■ GIVEN REQUEST:
Transcribe everything in the tentative ruling from "In the SAC, Plaintiff" down to "and Mr. Dreier.".

■ TEXT SECTION:
== == ==

Tentative Rulings:                  (1) GRANTED, and because of the
Trope issue the Court awards 50% of the requested $33,253 or $16,626.50 in
attorneys’ fees to the non-attorney defendants as an equitable allocation
between the attorney co-defendants and the non-attorney co-defendants who
prevailed on the anti-SLAPP motion.  $344.05
in costs are awarded as well.
 
I. BACKGROUND¿ 
¿ 
Plaintiff Garry Cassidy, individually and doing business as
Garry Cassidy Construction (“Plaintiff”) filed this action on March 8, 2022.
Since then, Plaintiff has filed two amended complaints. Plaintiff’s second
amended complaint alleges the following: (1) breach of contract; (2) breach of
implied covenant of good faith and fair dealing; (3) foreclosure of mechanic’s
lien; (4) violation of civil code § 8800, et seq.; (5) common counts; (6)
intentional infliction of emotional distress; and (7) negligent infliction of
emotional distress. This action is based on a construction contract between
Plaintiff, a general contractor, and Defendant Two Coast Brewing Company
(“TCB”) for improvements to TBC’s microbrewery business.
  
In the SAC, Plaintiff named TCB, Mr. Kunsemuller, Mr. Dreier, the
Firm and Mr. Mouzis as defendants, alleging intentional and negligent
infliction of emotional distress on the Sixth and Seventh Causes of Action. The
Firm acted in pro per in representing itself and Mr. Mouzis. The Firm
also acted as counsel of record for TCB, Mr. Kunsemuller, and Mr. Dreier.
Defendants claim that all of these defendants were improperly named on the
Sixth and Seventh causes of Action.

== == ==

Data entries:
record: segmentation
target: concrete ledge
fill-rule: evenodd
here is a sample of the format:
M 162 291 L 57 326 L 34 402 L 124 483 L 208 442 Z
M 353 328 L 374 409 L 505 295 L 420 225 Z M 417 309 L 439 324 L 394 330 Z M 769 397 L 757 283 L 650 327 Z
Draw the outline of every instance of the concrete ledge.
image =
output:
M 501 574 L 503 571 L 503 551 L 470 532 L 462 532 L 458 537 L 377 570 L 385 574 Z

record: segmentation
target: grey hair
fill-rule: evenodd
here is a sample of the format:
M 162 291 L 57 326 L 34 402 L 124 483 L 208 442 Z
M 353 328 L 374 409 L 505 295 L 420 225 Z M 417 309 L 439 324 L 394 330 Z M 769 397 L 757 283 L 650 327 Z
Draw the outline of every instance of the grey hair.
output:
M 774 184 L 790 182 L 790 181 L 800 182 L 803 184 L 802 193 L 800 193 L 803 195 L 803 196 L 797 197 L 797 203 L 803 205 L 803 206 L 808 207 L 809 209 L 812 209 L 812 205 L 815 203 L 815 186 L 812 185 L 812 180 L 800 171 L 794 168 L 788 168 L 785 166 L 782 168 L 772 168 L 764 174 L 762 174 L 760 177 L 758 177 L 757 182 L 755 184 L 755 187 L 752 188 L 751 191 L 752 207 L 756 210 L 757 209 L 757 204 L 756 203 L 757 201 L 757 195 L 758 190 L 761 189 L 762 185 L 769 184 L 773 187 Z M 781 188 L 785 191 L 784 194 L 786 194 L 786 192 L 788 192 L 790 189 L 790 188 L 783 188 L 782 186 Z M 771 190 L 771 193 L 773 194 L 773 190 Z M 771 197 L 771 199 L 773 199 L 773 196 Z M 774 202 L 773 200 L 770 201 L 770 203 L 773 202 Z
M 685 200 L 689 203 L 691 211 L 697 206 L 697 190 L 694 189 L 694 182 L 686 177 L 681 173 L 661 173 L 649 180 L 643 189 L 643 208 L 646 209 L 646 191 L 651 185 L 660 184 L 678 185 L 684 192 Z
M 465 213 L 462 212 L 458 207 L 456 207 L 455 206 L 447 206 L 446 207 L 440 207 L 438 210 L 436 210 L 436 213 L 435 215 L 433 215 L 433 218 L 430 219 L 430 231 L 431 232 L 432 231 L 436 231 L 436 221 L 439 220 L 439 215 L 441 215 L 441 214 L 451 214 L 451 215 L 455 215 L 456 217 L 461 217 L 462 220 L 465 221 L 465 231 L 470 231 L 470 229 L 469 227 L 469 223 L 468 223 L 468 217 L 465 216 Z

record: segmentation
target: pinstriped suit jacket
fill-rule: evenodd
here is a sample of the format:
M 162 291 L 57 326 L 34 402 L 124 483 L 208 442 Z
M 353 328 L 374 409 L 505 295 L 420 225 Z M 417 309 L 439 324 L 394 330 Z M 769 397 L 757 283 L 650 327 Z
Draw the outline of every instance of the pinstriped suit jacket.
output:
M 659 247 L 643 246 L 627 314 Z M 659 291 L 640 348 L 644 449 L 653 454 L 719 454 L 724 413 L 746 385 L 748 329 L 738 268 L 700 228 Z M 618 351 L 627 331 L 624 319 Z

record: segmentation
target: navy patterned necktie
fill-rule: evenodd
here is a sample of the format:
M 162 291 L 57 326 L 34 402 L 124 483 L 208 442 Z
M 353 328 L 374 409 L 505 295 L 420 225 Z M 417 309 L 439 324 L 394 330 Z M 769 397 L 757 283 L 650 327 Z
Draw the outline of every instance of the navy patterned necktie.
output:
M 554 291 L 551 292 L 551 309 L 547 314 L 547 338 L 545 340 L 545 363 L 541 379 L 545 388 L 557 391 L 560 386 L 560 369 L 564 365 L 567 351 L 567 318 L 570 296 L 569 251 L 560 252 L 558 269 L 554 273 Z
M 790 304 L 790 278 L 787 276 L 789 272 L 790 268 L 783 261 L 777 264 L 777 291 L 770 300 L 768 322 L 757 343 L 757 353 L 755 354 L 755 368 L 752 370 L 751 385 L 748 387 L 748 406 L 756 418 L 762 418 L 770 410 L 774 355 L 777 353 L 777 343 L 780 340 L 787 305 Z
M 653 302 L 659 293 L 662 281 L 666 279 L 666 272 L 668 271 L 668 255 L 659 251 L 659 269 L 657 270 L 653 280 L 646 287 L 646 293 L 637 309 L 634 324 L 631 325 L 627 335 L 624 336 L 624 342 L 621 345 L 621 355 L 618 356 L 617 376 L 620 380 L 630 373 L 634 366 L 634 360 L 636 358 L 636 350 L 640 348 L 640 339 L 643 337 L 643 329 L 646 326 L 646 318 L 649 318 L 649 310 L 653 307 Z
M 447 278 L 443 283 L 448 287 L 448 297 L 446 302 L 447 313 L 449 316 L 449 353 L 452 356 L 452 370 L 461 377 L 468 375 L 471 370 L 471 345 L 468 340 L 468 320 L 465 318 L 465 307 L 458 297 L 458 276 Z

== == ==

■ EXERCISE SOLUTION:
In the SAC, Plaintiff named TCB, Mr. Kunsemuller, Mr. Dreier, the
Firm and Mr. Mouzis as defendants, alleging intentional and negligent
infliction of emotional distress on the Sixth and Seventh Causes of Action. The
Firm acted in pro per in representing itself and Mr. Mouzis. The Firm
also acted as counsel of record for TCB, Mr. Kunsemuller, and Mr. Dreier.